> _Work to complete_: Restate the entries below without a single change.

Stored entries
• • •

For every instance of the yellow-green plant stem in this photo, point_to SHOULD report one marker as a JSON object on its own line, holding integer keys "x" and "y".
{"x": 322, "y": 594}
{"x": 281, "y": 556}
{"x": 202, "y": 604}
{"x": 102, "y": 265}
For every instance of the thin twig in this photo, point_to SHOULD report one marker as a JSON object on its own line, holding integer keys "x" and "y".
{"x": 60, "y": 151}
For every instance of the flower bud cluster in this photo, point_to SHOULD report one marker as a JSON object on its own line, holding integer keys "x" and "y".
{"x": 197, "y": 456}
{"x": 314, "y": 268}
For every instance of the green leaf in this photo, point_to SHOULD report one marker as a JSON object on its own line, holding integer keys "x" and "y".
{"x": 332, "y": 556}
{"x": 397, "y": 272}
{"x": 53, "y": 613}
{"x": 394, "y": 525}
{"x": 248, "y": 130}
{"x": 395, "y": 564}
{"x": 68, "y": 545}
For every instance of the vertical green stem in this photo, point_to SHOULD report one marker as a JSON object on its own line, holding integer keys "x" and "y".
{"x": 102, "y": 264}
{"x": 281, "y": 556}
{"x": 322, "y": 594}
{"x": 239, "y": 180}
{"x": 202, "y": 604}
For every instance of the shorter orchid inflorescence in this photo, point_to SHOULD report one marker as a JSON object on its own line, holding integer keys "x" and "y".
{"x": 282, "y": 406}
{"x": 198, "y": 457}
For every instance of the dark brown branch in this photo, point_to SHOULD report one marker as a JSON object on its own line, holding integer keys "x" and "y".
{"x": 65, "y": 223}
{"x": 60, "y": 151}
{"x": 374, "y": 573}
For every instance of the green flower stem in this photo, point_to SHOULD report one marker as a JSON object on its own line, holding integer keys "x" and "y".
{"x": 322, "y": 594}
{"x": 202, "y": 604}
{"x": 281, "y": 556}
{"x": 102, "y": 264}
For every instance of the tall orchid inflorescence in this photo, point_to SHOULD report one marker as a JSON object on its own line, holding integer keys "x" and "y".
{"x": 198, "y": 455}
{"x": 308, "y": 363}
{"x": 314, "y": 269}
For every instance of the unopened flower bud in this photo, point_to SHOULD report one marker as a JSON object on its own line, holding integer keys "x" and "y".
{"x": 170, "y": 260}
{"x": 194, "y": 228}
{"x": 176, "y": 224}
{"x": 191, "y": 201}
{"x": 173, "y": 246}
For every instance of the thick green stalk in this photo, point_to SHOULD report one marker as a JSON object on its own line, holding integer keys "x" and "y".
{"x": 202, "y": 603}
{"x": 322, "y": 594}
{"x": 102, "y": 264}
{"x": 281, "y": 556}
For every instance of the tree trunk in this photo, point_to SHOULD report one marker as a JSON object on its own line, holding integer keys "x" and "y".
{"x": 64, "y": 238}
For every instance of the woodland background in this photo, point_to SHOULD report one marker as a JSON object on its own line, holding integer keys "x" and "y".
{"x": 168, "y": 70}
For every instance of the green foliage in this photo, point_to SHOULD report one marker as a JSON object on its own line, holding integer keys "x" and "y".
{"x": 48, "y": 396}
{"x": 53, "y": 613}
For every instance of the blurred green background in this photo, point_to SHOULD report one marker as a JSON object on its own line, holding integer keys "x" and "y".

• • •

> _Completed task_:
For every instance of the yellow-green plant stem in this photo, point_to SHOULD report one marker as a JSON object on its own line, holding integer keys "x" and "y".
{"x": 322, "y": 594}
{"x": 281, "y": 556}
{"x": 202, "y": 604}
{"x": 102, "y": 265}
For every instance of the thin twig in this photo, point_to SHOULD report one marker as a JSON object on its own line, holding integer keys "x" and "y".
{"x": 60, "y": 151}
For every instance of the flower bud cluster in this photo, point_to SHOULD report one marker as a JSON object on its own line, holding integer keys "x" and "y".
{"x": 197, "y": 456}
{"x": 314, "y": 268}
For every instance of the green leaf in this photo, point_to SHOULD report one marker as a JSON object on its own line, holding integer keys "x" and "y".
{"x": 332, "y": 556}
{"x": 397, "y": 272}
{"x": 53, "y": 613}
{"x": 394, "y": 525}
{"x": 248, "y": 130}
{"x": 395, "y": 564}
{"x": 68, "y": 545}
For every instance of the vertical green stem in this photo, point_to SHOULD report one marker as a JSON object on its own line, holding integer keys "x" and "y".
{"x": 102, "y": 264}
{"x": 281, "y": 556}
{"x": 322, "y": 594}
{"x": 239, "y": 180}
{"x": 202, "y": 604}
For every instance of the shorter orchid inflorescence in this photo, point_to SHOULD report one marker as a JSON object on its own line, holding integer keys "x" and "y".
{"x": 282, "y": 406}
{"x": 198, "y": 457}
For every instance of the dark brown branch in this photo, point_to SHOULD report one marker as a JSON object on its own line, holding integer keys "x" and "y".
{"x": 65, "y": 223}
{"x": 60, "y": 151}
{"x": 374, "y": 573}
For every instance of the green flower stem in this photo, point_to SHOULD report one marker as a JSON object on its own line, holding integer keys "x" and "y".
{"x": 322, "y": 594}
{"x": 202, "y": 604}
{"x": 281, "y": 556}
{"x": 102, "y": 264}
For every instance of the tall orchid inflorescence in this photo, point_to SHOULD report one marker as a JSON object on its own line, holding integer keys "x" and "y".
{"x": 198, "y": 455}
{"x": 308, "y": 363}
{"x": 314, "y": 269}
For every instance of the unopened flower bud in this photo, point_to SHOULD report one marker as a JSON object on its own line, holding integer keys "x" and "y".
{"x": 170, "y": 260}
{"x": 194, "y": 228}
{"x": 176, "y": 224}
{"x": 191, "y": 201}
{"x": 173, "y": 246}
For every instance of the thick green stalk in this photo, point_to SHOULD report one marker as a JSON object on its own line, holding integer keys "x" and "y".
{"x": 202, "y": 603}
{"x": 322, "y": 594}
{"x": 102, "y": 264}
{"x": 281, "y": 556}
For every instance of the tree trunk in this photo, point_to SHOULD report one marker as a JSON object on its own line, holding integer keys "x" and "y".
{"x": 64, "y": 238}
For every instance of the woodland background in this photo, point_to SHOULD report one marker as a JSON object on its own line, holding integer keys "x" and "y".
{"x": 168, "y": 70}
For every instance of the green foliage in this photo, point_to SHOULD report one marker as a JSON object on its own line, holding integer keys "x" and "y".
{"x": 48, "y": 396}
{"x": 53, "y": 613}
For every instance of the blurred green background in this photo, point_to SHOULD report one marker as a JSON object on its own line, holding integer keys "x" and "y".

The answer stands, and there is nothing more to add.